The task |
Each record is to be printed again precisely as it reads.

====== Given data

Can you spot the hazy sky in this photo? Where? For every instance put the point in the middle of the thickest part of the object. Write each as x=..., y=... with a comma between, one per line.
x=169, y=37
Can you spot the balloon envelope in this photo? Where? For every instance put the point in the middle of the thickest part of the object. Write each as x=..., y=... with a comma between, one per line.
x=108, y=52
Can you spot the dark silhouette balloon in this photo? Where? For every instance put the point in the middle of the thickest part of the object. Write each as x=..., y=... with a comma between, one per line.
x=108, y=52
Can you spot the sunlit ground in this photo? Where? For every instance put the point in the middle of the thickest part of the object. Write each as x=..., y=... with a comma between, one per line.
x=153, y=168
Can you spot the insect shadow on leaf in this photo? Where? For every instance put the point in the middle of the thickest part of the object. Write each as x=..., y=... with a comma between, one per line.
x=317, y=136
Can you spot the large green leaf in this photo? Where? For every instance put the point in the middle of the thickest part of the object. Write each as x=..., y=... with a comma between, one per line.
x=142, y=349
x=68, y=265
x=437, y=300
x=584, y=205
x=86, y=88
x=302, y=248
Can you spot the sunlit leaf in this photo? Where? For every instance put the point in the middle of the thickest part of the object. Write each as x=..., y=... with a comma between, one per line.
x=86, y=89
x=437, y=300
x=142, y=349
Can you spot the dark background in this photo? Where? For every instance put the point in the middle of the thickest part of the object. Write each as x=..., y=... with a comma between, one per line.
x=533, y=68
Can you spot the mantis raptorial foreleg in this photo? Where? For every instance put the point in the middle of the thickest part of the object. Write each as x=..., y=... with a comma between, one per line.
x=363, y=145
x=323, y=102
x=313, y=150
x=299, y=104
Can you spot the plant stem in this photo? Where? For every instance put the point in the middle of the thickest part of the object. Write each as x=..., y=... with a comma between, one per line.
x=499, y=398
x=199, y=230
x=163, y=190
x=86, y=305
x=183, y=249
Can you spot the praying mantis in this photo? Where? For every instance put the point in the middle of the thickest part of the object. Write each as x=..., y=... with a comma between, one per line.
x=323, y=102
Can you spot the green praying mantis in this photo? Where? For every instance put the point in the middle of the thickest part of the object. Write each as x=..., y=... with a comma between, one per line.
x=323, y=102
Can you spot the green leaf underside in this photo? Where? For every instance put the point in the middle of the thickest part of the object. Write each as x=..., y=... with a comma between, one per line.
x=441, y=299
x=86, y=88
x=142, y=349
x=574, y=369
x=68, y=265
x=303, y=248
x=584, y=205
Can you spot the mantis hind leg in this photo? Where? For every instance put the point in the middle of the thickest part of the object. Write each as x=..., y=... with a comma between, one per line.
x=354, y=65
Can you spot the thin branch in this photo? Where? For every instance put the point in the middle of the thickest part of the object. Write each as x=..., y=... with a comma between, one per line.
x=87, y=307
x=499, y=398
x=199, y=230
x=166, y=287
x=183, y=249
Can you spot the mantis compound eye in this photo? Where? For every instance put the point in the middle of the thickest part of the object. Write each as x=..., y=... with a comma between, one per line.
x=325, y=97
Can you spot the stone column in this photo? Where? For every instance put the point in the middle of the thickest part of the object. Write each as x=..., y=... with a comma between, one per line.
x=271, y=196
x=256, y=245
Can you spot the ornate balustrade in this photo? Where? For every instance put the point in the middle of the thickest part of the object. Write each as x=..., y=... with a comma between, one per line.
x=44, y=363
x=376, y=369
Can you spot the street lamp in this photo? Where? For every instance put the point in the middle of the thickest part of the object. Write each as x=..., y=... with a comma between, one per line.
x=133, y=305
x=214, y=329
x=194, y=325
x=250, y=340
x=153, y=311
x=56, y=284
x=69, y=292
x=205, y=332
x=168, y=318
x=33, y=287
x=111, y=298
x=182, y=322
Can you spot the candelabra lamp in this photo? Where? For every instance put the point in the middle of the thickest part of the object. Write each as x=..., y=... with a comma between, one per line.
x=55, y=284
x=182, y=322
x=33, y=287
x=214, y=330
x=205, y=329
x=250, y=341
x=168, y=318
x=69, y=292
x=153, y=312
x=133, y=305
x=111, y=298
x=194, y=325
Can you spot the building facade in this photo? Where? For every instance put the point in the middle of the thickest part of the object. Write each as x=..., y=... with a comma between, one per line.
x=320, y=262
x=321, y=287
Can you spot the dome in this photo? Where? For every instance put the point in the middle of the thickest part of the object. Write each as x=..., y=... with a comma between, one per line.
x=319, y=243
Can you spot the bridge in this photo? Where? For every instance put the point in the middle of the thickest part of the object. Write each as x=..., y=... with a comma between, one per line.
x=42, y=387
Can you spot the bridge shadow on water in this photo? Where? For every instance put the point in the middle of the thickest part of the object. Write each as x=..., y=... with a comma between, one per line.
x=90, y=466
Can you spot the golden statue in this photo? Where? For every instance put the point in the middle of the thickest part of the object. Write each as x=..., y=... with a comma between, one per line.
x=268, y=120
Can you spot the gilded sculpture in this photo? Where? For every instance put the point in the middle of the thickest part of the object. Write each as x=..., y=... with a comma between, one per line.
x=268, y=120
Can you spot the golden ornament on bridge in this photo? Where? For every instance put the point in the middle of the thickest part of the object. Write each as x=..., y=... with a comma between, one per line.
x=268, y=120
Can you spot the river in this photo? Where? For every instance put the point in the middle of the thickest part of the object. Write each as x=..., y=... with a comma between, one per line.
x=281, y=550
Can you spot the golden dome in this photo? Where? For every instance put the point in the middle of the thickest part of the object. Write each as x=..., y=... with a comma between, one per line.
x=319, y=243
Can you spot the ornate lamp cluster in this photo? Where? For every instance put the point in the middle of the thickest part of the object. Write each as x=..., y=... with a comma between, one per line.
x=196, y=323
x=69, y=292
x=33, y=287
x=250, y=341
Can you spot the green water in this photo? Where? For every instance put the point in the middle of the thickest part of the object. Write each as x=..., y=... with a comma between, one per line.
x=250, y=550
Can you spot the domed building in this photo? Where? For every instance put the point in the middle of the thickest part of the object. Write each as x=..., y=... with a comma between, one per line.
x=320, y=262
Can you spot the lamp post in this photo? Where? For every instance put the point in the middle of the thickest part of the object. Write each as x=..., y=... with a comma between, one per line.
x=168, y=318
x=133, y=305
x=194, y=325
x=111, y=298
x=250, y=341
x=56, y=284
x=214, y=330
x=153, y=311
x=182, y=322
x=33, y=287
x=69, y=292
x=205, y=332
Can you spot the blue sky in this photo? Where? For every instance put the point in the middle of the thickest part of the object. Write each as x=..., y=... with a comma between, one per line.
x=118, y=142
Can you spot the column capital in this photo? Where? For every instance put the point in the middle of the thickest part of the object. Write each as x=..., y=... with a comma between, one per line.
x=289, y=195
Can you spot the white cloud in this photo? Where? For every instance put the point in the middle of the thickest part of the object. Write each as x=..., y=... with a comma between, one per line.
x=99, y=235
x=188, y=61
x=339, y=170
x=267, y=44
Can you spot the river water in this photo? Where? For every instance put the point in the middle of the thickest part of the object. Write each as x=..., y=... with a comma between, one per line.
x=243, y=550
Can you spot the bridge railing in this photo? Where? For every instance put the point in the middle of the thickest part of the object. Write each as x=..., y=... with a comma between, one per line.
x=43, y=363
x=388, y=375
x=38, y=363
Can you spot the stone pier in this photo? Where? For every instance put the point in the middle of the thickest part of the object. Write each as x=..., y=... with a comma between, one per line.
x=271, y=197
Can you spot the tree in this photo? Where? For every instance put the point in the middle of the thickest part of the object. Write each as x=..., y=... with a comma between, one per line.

============

Reply to the task |
Can you spot the hazy sky in this photo? Where? For every instance put the point in the middle of the thickest part of the object. Write each as x=..., y=... with a comma between, one per line.
x=169, y=37
Can you spot the balloon envelope in this photo? Where? For every instance put the point in the middle of the thickest part of the object. Write each as x=..., y=... with a comma between, one per line.
x=108, y=52
Can you spot the dark silhouette balloon in this photo? Where? For every instance put the point in the middle of the thickest part of the object. Write each as x=..., y=... with a comma between, one per line.
x=108, y=52
Can you spot the sunlit ground in this photo? Where? For every instance put the point in the middle of the thickest part of the object. Write each as x=..., y=... with a comma between, one per line.
x=153, y=168
Can you spot the insect shadow on leaf in this photo? Where? For every instance put the point in the middle of the thickest part of the object. Write each as x=..., y=... with a comma between, one per line.
x=317, y=136
Can you spot the large green leaf in this photo? Where? For every instance put the point in the middle of the thickest part of the object. Write each as x=..., y=... with a comma between, one per line.
x=142, y=349
x=68, y=265
x=437, y=300
x=584, y=205
x=86, y=88
x=302, y=248
Can you spot the sunlit leaf in this photo? Where? For every instance put the point in the middle of the thickest part of the object. Write each as x=..., y=... with a comma between, one per line.
x=86, y=89
x=437, y=300
x=142, y=349
Can you spot the dark background in this photo? Where? For every instance put the point in the middle of the thickest part of the object. Write each as x=..., y=... with a comma between, one per line.
x=533, y=68
Can you spot the mantis raptorial foreleg in this photo? Where? For every instance put the point in the middle of the thickest part of the object. Write each as x=..., y=... with a comma between, one per line.
x=363, y=145
x=323, y=102
x=313, y=150
x=299, y=104
Can you spot the plant stem in this photo? Where? For every instance put the point in the middle of the thickest part of the object. Write each as x=..., y=... with a comma between, one per line.
x=499, y=398
x=199, y=230
x=163, y=190
x=86, y=305
x=183, y=249
Can you spot the praying mantis in this photo? Where? For every instance put the point in the middle of the thickest part of the object. Write each as x=..., y=... with a comma between, one per line.
x=323, y=102
Can you spot the green praying mantis in this photo? Where? For every instance put the point in the middle of the thickest part of the object. Write each as x=..., y=... with a comma between, one per line.
x=323, y=102
Can you spot the green leaf underside in this photo? Where? For every instance put the point in the middle of the thickest part of the object. Write each as x=..., y=... with a comma between, one per line.
x=441, y=299
x=86, y=88
x=142, y=349
x=574, y=369
x=68, y=265
x=303, y=248
x=584, y=205
Can you spot the mantis hind leg in this photo? Where? For every instance put the point in the middle of the thickest part of the object. Write each as x=..., y=... with a comma between, one per line.
x=354, y=65
Can you spot the thin branch in this photo? Where? For every instance put the point in the middle of the thickest part of the object. Write each as x=..., y=... with a comma between, one per line.
x=87, y=307
x=499, y=398
x=199, y=230
x=166, y=287
x=183, y=249
Can you spot the mantis compound eye in this photo? Where? For every instance put the point in the middle of the thickest part of the object. Write each as x=..., y=... with a comma between, one per line.
x=325, y=97
Can you spot the stone column in this photo? Where? For every instance put the point in the middle of the thickest part of the object. Write each as x=..., y=... with a comma between, one per line.
x=271, y=196
x=256, y=245
Can you spot the ornate balustrade in this photo? Where? For every instance put the point in the middle of the thickest part of the object. Write each as x=..., y=... with a comma between, one per line.
x=44, y=363
x=376, y=369
Can you spot the street lamp in this photo? Where? For every instance put the point in the middle of the thickest part of the object. Write each as x=..., y=... with a comma between, one per line.
x=133, y=305
x=214, y=329
x=194, y=325
x=250, y=340
x=153, y=311
x=56, y=284
x=69, y=292
x=205, y=332
x=168, y=318
x=33, y=287
x=111, y=298
x=182, y=322
Can you spot the candelabra lamp in this photo? Where? For every instance put the point in the middle of the thickest part of the object. Write each as x=..., y=... with a comma between, one per line.
x=55, y=284
x=182, y=322
x=33, y=287
x=214, y=330
x=205, y=329
x=250, y=341
x=168, y=318
x=69, y=292
x=153, y=312
x=133, y=305
x=111, y=298
x=194, y=325
Can you spot the building facade in this photo? Where? For every instance put the point in the middle of the thickest part of the object. Write each as x=..., y=... with a comma between, one per line.
x=320, y=262
x=321, y=287
Can you spot the dome in this photo? Where? For every instance put the point in the middle of the thickest part of the object. Write each as x=..., y=... with a comma between, one per line.
x=319, y=243
Can you spot the bridge in this photo? Where? For every instance put the point in the middle of the thickest part of the object. Write each as x=..., y=... with a comma between, one per line.
x=42, y=387
Can you spot the bridge shadow on water in this photo? Where? For every instance put the point in the middle of the thickest part of the object. Write each as x=..., y=... with a comma between, one per line.
x=90, y=466
Can you spot the golden statue in this photo? Where? For every instance put the point in the middle of the thickest part of the object. Write each as x=..., y=... with a comma between, one per line.
x=268, y=120
Can you spot the gilded sculpture in this photo? Where? For every instance put the point in the middle of the thickest part of the object. Write each as x=..., y=... with a comma between, one per line.
x=268, y=120
Can you spot the golden ornament on bridge in this photo? Where? For every instance put the point in the middle of the thickest part of the object. Write each as x=..., y=... with a comma between, one per line.
x=268, y=120
Can you spot the river in this photo? Where? For every instance put the point in the middle of the thickest part of the object. Write each as x=..., y=... with a comma between, one per line.
x=281, y=550
Can you spot the golden dome in this photo? Where? For every instance put the point in the middle of the thickest part of the object. Write each as x=..., y=... with a comma between, one per line.
x=319, y=243
Can you spot the ornate lamp cluster in this photo? Where? For every instance put the point in the middle of the thickest part of the object. Write each as x=..., y=... with a comma between, one per line.
x=196, y=323
x=69, y=292
x=33, y=287
x=250, y=341
Can you spot the green water in this photo? Where? For every instance put the point in the middle of the thickest part of the object. Write each as x=..., y=... with a comma between, one per line.
x=250, y=550
Can you spot the domed building in this photo? Where? For every instance put the point in the middle of the thickest part of the object. Write each as x=..., y=... with a comma between, one per line.
x=320, y=262
Can you spot the lamp post in this photo? Where? For every instance put the point in the middle of the thickest part of the object. Write each as x=..., y=... with a comma between, one per line.
x=168, y=318
x=133, y=305
x=194, y=325
x=111, y=298
x=250, y=341
x=56, y=284
x=214, y=330
x=153, y=311
x=182, y=322
x=33, y=287
x=69, y=292
x=205, y=332
Can you spot the blue sky in this photo? Where? For every instance put the point in the middle of the thickest part of the object. Write each as x=..., y=... with a comma between, one per line.
x=118, y=142
Can you spot the column capital in this photo? Where? For every instance put the point in the middle of the thickest part of the object. Write each as x=..., y=... with a comma between, one per line.
x=289, y=195
Can you spot the white cloud in this photo? Where? For every instance put the point in the middle of the thickest part of the object. Write each as x=..., y=... with a comma between, one per line.
x=99, y=235
x=188, y=61
x=339, y=170
x=267, y=44
Can you spot the river water in this photo? Where? For every instance put the point in the middle of the thickest part of the object. Write each as x=..., y=... with a comma between, one per line.
x=243, y=550
Can you spot the bridge railing in this photo? Where? For every instance put the point in the middle of the thickest part of the object. Write each as x=..., y=... with a comma between, one per line.
x=43, y=363
x=388, y=375
x=38, y=363
Can you spot the stone pier in this photo? Where? For every instance put the point in the middle of the thickest part of the object. Write each as x=..., y=... with a comma between, one per line.
x=271, y=197
Can you spot the tree in this photo? Where? For every instance put the point in the middle of the thickest part of the object. Write each as x=..., y=... with a comma between, one per line.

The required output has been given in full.